━━━━━ Data excerpts ━━━━━
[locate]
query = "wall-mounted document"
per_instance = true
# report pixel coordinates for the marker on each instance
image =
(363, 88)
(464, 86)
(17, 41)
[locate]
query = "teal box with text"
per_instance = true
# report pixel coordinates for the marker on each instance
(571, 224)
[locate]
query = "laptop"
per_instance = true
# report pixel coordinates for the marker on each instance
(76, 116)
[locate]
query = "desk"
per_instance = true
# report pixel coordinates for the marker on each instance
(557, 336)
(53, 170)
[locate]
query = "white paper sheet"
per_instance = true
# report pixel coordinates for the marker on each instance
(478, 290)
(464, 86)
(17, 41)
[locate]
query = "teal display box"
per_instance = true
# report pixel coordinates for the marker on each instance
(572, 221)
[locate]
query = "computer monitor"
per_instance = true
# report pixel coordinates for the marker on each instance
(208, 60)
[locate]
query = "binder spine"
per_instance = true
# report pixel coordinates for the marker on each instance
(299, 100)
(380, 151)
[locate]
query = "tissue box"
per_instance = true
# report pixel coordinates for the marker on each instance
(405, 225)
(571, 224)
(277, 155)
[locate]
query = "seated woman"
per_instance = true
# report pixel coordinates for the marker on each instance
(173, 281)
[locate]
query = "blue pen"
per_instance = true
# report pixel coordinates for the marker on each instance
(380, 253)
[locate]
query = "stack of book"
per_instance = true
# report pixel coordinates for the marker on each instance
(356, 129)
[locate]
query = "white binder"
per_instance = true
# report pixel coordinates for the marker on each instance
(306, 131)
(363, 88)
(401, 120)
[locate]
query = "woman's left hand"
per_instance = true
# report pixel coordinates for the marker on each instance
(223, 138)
━━━━━
## Instructions for the task
Which lines of the records contain the string "teal"? Return every such line in full, treating uppercase and lowercase letters as different.

## Task result
query = "teal box with text"
query = "teal display box"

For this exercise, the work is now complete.